DOCUMENT TEXT: Begin

Secondly, suppose that A represents some medical treatment (1: yes, 0: no), B represents death (1: yes, 0: no) and C represents chromosomic sex (1: male, 0: female). In this setting, the investigator would be interested in the conditional odds ratio ORAB|C, which shows that the treatment is associated with a lower risk of death in both men and women.

Hence, the apparent paradox to which Simpson drew attention: even if the conditional AB association measure is homogeneous within levels of C, the sensible answer is sometimes the conditional association measure and other times the marginal one. From a purely statistical standpoint, no general rule seems to exist as to whether the conditional association or the marginal association should be preferred.

A causal interpretation of Simpson's example

The causal diagram in Figure 1 depicts the variables court card (A), card colour (B) and dirty card (C). There is no arrow between A and B because card type and colour do not cause each other. There is an arrow from A to C because, according to the example above, the baby had a strong predilection for court cards (ORAC = 0.34). Similarly, there is an arrow from B to C because the baby preferred the red cards (ORBC = 0.52).

Figure 1.

Figure 1

A collider C

The common effect C in Figure 1 is referred to as a collider because two arrowheads collide into it. Graph theory shows that conditioning on a collider C generally introduces an association between its causes A and B even if the causes are marginally independent.5,6 Therefore, the association that appears between A and B only when the analysis is conditional on C is not surprising but expected. Informally, if we select a court card that is known to be dirty, then it is less likely that the card is red. In fact, the only surprising fact is that the baby managed to get cards dirty in such a way that the odds ratio ORAB|C=1 among the dirty was exactly equal to the odds ratio ORAB|C=0 among the clean. The baby was either mathematically gifted or quite lucky. The association created between two variables by conditioning on, or selecting a stratum of, their common effect is often referred to as selection bias by epidemiologists.7 Epidemiological examples with the same structure as Figure 1 are ubiquitous. For example, when estimating the effect of genetic factor A on diabetes B, one would generally introduce selection bias by conditioning on the history of heart disease C.

The causal diagram in Figure 2 depicts the variables treatment (A), death (B) and sex (C). There is an arrow from C to A because men were less likely to receive treatment (ORAC = 0.34), which implies that treatment A was not randomly assigned in the study population. Similarly, there is an arrow from C to B because men were less likely to die (ORBC = 0.52). The arrow from A to B represents the direct effect that is responsible for the conditional association observed between treatment and death within the levels of sex.

Figure 2.

DOCUMENT TEXT: End

WORK INSTRUCTIONS —
a: Copy the stretch of the Simpson's paradox passage from "The causal diagram in Figure 1" through "red cards (ORBC = 0.52)." word for word.
b: Continue the Simpson's paradox passage from the point where it stops.

DATA: Begin

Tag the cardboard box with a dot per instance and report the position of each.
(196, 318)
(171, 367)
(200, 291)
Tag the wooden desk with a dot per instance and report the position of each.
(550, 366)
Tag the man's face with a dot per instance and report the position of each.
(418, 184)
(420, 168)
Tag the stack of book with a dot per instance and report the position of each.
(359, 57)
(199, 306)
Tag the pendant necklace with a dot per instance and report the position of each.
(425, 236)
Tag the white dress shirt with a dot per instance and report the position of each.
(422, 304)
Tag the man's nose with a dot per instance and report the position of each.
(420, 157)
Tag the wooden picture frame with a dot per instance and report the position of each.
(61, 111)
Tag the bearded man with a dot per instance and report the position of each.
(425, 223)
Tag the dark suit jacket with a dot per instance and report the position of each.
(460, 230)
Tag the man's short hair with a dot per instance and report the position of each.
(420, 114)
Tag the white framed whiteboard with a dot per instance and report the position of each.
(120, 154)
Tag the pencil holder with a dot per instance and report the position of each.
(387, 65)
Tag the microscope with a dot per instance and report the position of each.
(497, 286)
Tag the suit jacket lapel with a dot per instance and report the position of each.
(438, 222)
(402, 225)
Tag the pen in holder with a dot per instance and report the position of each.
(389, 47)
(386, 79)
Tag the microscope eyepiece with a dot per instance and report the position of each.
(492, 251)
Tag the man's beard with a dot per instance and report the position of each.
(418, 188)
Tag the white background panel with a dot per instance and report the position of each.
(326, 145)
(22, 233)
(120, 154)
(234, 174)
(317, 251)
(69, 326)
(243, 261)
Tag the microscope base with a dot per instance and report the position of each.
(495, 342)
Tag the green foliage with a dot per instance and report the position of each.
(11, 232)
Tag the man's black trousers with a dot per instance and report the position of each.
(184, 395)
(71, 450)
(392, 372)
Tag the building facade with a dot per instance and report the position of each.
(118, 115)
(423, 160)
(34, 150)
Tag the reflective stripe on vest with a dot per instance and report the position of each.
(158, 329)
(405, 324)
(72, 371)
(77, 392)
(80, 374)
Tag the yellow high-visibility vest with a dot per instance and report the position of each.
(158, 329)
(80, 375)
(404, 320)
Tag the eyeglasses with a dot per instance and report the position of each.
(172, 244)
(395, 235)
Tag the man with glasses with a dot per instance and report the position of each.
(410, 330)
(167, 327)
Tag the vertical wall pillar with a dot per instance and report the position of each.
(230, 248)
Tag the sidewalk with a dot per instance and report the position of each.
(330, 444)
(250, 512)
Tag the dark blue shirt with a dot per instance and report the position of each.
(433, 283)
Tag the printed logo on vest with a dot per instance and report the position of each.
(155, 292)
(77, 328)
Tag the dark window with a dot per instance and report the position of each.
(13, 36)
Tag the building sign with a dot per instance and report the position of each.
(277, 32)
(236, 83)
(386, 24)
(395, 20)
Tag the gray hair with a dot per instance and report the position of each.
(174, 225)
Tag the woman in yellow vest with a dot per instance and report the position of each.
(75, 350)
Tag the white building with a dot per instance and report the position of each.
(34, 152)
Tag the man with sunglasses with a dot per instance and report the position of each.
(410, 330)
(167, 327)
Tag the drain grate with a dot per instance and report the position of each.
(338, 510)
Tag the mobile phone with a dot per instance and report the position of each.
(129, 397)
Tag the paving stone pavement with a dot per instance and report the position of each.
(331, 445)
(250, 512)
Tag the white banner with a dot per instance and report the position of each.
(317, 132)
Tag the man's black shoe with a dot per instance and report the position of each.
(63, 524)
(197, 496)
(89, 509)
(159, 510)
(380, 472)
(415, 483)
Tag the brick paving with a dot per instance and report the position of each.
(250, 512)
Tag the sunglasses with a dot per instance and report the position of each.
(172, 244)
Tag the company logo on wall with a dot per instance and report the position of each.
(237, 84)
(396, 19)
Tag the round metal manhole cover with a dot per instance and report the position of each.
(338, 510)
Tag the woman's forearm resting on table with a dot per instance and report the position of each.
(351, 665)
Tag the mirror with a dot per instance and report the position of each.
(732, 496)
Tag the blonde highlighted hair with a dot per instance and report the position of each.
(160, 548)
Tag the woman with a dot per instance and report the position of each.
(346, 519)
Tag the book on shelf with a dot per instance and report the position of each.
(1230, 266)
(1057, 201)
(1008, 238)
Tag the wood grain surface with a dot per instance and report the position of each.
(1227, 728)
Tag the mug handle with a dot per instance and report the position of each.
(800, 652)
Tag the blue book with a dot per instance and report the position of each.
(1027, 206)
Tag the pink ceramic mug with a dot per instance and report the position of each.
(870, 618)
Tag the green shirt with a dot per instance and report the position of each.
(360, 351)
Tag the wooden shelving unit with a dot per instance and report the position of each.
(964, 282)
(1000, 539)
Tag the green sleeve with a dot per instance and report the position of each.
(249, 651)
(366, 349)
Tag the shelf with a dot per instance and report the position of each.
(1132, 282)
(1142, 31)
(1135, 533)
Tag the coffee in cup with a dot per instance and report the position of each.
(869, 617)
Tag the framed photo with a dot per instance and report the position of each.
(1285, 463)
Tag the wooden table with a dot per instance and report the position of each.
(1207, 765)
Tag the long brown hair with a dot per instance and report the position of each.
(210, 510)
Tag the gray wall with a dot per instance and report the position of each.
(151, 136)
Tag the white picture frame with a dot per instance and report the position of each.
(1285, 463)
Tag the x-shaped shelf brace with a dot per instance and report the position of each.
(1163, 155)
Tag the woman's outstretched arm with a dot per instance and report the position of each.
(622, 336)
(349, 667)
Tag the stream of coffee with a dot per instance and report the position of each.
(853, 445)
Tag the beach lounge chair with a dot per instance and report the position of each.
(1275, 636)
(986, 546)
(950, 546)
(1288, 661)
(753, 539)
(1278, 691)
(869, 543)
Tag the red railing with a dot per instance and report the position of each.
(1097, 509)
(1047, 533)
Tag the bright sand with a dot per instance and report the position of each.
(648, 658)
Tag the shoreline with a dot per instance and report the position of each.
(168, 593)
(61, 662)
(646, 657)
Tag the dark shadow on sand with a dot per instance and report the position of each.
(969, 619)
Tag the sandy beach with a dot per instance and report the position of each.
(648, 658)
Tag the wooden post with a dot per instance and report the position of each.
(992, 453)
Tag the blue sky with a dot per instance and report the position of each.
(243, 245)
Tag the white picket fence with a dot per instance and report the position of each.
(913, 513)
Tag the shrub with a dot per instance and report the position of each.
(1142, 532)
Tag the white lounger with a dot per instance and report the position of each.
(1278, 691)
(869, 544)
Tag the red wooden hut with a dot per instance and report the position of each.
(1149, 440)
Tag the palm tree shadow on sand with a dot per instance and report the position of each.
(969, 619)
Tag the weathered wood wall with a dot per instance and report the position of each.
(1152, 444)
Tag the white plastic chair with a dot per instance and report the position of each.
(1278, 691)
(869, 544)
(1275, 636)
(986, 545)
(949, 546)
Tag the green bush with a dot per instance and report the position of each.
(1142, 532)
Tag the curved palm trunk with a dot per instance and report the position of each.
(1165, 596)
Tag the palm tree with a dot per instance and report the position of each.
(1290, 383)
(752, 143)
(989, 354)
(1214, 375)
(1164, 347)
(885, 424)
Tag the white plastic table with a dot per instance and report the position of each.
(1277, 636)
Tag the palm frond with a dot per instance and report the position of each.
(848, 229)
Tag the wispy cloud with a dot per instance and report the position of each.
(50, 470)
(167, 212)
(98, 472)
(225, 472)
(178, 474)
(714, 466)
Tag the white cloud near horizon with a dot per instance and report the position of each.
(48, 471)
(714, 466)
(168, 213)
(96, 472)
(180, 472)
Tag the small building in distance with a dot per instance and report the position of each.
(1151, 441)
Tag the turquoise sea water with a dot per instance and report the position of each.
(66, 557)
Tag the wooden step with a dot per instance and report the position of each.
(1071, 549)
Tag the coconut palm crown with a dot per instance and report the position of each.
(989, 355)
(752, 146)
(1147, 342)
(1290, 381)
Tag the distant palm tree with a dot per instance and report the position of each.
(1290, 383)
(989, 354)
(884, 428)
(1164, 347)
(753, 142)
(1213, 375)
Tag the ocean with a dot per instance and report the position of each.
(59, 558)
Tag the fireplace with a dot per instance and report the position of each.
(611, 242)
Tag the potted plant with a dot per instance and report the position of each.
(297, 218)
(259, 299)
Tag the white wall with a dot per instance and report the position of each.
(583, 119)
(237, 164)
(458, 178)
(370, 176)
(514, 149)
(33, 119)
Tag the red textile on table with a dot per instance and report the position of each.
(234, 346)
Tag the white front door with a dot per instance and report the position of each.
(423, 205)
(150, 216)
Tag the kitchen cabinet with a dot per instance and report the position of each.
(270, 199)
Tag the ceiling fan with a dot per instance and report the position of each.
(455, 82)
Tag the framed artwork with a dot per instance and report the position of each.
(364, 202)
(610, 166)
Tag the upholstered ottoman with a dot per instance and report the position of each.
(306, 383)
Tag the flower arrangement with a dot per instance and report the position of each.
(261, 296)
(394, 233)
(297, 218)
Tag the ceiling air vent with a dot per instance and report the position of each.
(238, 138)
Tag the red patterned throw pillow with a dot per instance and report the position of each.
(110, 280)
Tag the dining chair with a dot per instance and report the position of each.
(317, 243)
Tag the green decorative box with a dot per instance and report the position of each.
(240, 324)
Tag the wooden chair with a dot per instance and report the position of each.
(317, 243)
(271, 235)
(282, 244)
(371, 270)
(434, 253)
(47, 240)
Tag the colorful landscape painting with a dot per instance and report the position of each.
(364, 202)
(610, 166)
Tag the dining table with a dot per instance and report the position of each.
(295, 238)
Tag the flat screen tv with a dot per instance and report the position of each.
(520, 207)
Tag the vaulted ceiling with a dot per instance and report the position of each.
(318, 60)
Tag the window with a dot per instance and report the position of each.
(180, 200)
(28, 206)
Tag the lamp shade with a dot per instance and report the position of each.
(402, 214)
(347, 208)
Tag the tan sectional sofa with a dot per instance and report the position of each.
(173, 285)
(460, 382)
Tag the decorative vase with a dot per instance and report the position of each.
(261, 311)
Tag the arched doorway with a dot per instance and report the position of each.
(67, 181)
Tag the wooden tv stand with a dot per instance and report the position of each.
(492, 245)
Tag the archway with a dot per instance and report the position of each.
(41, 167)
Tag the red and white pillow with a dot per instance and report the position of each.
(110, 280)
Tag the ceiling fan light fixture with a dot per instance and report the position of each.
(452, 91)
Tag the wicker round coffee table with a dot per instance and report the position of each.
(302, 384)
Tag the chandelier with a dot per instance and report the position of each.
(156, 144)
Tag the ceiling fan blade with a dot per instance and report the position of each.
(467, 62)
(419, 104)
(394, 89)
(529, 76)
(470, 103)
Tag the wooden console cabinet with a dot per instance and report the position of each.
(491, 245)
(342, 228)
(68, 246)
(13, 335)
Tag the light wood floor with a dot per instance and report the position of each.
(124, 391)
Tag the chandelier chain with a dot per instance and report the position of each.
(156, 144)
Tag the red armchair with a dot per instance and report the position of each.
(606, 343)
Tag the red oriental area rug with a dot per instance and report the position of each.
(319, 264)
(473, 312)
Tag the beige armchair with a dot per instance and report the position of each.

DATA: End

ACTIVITY ANSWERS —
a:
The causal diagram in Figure 1 depicts the variables court card (A), card colour (B) and dirty card (C). There is no arrow between A and B because card type and colour do not cause each other. There is an arrow from A to C because, according to the example above, the baby had a strong predilection for court cards (ORAC = 0.34). Similarly, there is an arrow from B to C because the baby preferred the red cards (ORBC = 0.52).

b:
Figure 2

A confounder C

Graph theory5,6 shows that a common cause like C will create an association between its effects A and B. This association does not reflect the causal effect of A on B and is commonly referred to as confounding. Conditioning on variable C removes the confounding (i.e. the assignment of treatment A is ignorable given C8). We say that a variable is a confounder when it can help eliminate confounding,9 so C is a confounder in Figure 2 but not in Figure 1. In Simpson's example, the confounding results in a positive (OR > 1) association between A and B because men are less likely to be treated and also less likely to die.10 Thus, there are two sources of association between treatment A and death B: the positive association due to confounding by C and the negative association presumably due to the protective effect of treatment A on the risk of death B. The marginal odds ratio (ORAB = 1) measures the combination of these two associations. Again, the only surprising aspect of these data is that both sources of association, each in one direction, cancel out each other exactly and result in marginal independence. In general, one would expect that the marginal odds ratio would be different from 1: ORAB > 1 if the association due to confounding is greater than the association due to the effect of treatment on death, and ORAB < 1 otherwise.

The above discussion of Simpson's example relies on a crucial fact: the direction of the causal arrows in Figures 1 and 2 is determined by the causal structure of the problem, not by statistical considerations. In Figure 1, card type and colour affect the risk of the card being dirty, but getting the card dirty does not affect its type and colour. In Figure 2, sex may affect death or treatment, but death or treatment cannot affect sex. The data and the odds ratios, however, look exactly the same in both cases. Thus, a treatment of Simpson's example that ignores the causal structure does not contain sufficient information to determine the appropriateness of the marginal vs the conditional association measure.

On the other hand, a data analyst with enough expert knowledge will correctly identify the causal structure of the problem, and therefore will make the correct decision. Under Figure 1, one will use the marginal association to prevent selection bias. Under Figure 2, one will use the conditional association to eliminate confounding. So there is a general recommendation—albeit not a purely statistical one because it requires correct expert knowledge—for 2 × 2 tables after all: condition only on confounders. In practice, this recommendation needs to be tempered by the possibility of introducing finite sample bias, and cannot be generalized to complex longitudinal settings with time-varying treatments and confounders. Robins and Hernán11 review alternative methods for confounding adjustment in those settings.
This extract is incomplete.